Problem to solve: Lines, not repeats, are what count: give the number of lines below that hold "boot", and nothing more.

---------- Records to process ----------

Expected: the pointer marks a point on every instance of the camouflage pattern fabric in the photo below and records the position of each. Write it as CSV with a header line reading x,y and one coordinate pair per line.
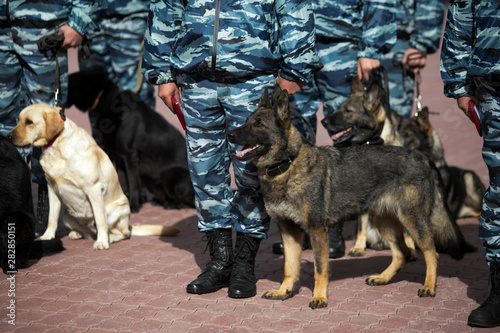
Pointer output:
x,y
223,55
346,30
419,25
116,49
26,75
470,66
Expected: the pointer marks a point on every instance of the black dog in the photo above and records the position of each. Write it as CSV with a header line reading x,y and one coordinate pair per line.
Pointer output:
x,y
144,147
17,218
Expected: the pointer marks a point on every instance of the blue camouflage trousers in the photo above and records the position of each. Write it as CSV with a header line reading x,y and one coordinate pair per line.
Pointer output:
x,y
26,77
116,50
331,85
489,223
211,110
401,84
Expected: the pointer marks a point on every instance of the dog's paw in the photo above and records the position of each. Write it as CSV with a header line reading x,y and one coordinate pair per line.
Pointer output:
x,y
277,294
74,235
376,280
100,245
426,292
356,252
46,237
318,302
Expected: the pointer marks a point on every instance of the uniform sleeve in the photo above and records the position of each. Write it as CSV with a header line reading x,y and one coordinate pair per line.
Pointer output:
x,y
379,28
83,15
457,49
165,18
428,26
297,40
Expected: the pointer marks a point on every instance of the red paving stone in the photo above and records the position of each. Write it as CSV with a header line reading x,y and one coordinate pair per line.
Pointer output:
x,y
138,285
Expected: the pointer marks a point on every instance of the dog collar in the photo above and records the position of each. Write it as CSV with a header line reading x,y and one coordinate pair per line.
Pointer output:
x,y
279,168
96,101
51,142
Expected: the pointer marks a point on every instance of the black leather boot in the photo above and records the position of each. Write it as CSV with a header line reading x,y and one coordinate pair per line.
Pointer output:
x,y
217,273
336,245
42,210
243,280
488,313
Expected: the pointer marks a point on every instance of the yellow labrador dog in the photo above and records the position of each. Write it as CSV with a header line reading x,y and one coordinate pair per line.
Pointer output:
x,y
83,183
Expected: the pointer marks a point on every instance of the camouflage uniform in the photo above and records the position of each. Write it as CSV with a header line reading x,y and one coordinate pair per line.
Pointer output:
x,y
470,66
419,25
116,48
222,66
26,75
345,31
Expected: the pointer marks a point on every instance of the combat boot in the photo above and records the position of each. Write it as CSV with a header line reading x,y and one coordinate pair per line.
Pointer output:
x,y
488,313
243,280
217,273
336,245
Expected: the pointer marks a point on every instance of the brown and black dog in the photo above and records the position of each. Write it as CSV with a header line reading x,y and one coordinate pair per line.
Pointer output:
x,y
306,188
364,118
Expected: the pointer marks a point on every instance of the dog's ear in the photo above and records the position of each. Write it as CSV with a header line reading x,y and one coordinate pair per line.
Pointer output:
x,y
53,123
356,85
264,100
283,109
372,98
423,121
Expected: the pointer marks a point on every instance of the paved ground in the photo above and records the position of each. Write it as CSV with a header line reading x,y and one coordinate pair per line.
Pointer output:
x,y
138,285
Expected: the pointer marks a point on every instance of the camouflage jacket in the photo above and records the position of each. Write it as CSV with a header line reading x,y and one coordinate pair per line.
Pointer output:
x,y
126,7
471,46
78,14
369,23
421,23
238,38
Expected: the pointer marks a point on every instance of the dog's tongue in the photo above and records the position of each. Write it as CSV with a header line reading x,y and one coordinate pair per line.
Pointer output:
x,y
242,152
337,135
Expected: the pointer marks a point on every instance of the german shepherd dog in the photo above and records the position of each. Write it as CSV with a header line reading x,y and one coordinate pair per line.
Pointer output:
x,y
464,189
364,118
306,188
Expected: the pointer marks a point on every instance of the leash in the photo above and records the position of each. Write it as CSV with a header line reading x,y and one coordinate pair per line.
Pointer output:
x,y
52,43
276,91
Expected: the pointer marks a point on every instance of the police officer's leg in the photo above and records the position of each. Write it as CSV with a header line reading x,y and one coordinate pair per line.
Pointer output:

----------

Answer for the task: 2